===== DATA SHOWN =====
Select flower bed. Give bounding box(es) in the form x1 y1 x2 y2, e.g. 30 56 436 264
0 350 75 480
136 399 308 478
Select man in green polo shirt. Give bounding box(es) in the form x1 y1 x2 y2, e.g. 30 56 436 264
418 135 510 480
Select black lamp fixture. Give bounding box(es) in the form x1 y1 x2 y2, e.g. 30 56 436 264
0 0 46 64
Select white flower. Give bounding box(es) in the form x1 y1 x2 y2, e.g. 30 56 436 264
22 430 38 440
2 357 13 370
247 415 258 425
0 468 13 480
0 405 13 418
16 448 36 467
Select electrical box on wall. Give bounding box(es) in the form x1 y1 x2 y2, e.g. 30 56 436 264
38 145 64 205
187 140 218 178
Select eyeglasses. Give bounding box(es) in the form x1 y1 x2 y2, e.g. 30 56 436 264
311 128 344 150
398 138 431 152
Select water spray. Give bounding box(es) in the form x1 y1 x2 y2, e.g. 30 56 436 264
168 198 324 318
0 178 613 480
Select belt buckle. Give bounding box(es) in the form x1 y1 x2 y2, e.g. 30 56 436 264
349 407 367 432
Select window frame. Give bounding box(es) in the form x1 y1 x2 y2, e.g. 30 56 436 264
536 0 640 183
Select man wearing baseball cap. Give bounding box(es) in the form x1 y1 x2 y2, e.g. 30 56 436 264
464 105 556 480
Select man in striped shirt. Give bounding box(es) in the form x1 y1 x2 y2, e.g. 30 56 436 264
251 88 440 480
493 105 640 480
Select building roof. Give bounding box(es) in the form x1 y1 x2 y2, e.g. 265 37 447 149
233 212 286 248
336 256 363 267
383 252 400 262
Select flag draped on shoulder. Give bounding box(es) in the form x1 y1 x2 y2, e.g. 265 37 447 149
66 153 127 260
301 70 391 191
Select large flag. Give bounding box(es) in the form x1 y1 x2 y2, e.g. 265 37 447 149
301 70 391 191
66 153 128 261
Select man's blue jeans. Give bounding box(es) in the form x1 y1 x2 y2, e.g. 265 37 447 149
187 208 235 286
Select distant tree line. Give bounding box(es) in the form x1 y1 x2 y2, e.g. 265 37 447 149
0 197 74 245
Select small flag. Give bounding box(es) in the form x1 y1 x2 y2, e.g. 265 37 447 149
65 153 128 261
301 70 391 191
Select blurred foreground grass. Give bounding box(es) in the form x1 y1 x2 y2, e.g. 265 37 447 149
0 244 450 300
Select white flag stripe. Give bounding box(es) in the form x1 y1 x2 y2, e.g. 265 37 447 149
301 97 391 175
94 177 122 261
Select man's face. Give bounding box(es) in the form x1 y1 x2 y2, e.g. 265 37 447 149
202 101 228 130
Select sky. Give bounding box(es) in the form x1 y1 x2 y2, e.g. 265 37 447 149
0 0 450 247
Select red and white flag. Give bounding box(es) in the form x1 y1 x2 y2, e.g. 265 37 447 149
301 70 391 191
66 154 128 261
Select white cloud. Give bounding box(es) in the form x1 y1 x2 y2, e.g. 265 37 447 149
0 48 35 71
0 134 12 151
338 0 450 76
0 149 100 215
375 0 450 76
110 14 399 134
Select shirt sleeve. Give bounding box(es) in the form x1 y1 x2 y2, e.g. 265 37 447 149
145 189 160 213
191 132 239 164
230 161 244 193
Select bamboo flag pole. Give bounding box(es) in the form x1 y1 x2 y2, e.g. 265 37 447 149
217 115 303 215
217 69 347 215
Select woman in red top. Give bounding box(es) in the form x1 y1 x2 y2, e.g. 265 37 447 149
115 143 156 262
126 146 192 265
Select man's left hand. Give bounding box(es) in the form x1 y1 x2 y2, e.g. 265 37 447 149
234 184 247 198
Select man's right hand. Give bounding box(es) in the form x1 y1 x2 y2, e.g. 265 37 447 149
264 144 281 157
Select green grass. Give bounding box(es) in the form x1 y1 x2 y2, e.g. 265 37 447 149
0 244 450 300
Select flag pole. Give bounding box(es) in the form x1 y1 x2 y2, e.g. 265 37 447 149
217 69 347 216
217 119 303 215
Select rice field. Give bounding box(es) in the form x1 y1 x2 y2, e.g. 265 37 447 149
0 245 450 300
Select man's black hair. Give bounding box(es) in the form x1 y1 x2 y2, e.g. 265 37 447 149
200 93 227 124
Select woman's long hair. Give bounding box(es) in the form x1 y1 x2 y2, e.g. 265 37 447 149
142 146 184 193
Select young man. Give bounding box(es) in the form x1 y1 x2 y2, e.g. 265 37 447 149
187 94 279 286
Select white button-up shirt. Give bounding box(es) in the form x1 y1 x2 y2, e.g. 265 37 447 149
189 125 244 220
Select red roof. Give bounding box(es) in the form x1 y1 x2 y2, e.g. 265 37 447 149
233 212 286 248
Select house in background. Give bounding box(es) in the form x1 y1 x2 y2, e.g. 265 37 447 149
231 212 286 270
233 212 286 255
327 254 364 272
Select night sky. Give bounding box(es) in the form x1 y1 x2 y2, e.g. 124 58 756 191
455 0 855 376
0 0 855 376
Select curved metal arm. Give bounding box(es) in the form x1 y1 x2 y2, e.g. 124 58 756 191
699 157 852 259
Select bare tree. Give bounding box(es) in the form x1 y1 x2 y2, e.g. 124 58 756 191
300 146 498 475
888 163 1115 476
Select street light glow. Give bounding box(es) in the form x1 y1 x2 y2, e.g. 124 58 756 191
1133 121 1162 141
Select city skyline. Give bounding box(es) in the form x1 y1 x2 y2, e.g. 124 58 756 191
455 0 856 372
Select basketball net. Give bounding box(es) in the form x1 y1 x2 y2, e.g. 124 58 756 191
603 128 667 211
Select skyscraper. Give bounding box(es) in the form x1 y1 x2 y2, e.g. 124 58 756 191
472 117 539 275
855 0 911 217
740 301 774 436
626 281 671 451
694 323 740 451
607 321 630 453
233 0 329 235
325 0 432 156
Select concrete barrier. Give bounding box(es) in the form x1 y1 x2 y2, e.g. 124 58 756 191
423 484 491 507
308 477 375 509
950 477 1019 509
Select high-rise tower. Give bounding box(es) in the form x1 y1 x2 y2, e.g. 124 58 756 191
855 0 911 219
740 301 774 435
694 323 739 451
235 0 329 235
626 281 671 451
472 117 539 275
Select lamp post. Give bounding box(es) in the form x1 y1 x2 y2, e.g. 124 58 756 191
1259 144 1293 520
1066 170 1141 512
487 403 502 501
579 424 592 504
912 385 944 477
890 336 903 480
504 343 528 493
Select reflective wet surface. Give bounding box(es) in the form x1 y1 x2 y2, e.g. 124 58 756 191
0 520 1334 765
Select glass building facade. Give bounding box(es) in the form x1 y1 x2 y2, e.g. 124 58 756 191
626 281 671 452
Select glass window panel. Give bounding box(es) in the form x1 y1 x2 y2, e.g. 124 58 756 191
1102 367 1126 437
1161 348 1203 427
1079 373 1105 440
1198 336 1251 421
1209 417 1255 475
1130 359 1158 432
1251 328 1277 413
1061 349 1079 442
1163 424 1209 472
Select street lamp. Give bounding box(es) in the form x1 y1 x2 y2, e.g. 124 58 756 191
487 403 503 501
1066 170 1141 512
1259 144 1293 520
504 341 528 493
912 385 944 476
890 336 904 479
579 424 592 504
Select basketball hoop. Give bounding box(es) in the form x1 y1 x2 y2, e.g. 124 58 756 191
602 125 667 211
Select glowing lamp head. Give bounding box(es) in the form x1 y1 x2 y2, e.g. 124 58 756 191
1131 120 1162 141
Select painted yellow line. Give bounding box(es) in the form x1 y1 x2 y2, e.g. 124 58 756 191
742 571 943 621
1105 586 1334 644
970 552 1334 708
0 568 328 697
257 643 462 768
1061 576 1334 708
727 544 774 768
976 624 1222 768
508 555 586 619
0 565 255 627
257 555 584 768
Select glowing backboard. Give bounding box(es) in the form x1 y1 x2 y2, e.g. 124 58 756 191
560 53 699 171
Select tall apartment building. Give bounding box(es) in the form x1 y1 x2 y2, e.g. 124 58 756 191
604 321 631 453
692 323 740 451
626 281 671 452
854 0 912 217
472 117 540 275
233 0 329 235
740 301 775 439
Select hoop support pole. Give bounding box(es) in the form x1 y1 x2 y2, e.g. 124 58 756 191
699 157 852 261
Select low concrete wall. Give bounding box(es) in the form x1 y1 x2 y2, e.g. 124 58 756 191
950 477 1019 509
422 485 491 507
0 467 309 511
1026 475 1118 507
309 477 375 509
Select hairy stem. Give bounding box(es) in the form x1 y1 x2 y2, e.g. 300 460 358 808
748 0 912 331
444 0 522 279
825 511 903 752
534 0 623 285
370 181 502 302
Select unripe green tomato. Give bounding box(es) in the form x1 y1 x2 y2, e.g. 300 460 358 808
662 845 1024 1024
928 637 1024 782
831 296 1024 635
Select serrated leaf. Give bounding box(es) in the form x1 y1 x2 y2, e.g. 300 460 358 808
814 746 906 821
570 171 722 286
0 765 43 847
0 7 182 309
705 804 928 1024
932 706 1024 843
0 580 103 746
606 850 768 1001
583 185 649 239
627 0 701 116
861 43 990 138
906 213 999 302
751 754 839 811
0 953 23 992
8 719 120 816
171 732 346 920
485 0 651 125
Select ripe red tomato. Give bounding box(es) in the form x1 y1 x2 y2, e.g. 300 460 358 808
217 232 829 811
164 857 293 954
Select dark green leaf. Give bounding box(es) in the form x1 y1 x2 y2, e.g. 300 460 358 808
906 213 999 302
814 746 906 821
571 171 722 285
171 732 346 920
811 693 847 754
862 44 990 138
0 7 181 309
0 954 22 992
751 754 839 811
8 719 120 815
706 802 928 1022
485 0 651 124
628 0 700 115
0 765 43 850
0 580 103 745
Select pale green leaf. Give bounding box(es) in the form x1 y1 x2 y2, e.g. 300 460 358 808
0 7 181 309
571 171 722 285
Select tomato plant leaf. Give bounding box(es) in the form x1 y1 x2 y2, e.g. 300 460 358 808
=====
■ **TASK REQUIREMENTS**: Express the data as a two-column CSV with the columns label_text and bbox, beginning at the line that has "Select glass window" and stopping after the line that has "560 53 699 171". Each row pairs a line starting with "Select" with the coordinate lines beneath it, and each field is in double quotes, with line breaks turned into spaces.

■ **SOLUTION**:
label_text,bbox
"Select glass window panel. Give bounding box(es) in the form x1 y1 x2 y2, e.g. 124 58 756 191","1102 367 1126 437 1161 348 1203 427 1079 373 1105 440 1198 336 1251 421 1209 417 1255 475 1130 359 1158 432 1251 328 1277 413 1061 349 1079 442 1163 424 1209 472"
"Select street lamp. Give bounding box(es) in the form x1 y1 x2 y2, e.g. 124 58 756 191","487 403 503 501 1066 170 1141 512 1259 144 1293 520 504 341 528 493 912 385 944 476 890 336 904 479 579 424 592 504"
"Select basketball hoop. Give bounding box(es) in the form x1 y1 x2 y2, e.g. 124 58 756 191","602 125 667 211"
"Select glowing lamp head. Give bounding box(es) in the form x1 y1 x2 y2, e.g. 124 58 756 191","1131 120 1162 141"
"Select painted yellow line. Give bounding box(es) in the form x1 y1 x2 y2, e.g. 124 58 756 191","742 571 943 621 1105 586 1334 644 970 552 1334 708 0 568 328 697 257 643 462 768 1061 576 1334 708 727 544 774 768 976 624 1222 768 508 555 586 619 0 565 255 627 257 555 584 768"
"Select glowing backboard. Give bounding box(es) in the form x1 y1 x2 y2, e.g. 124 58 756 191","560 53 699 171"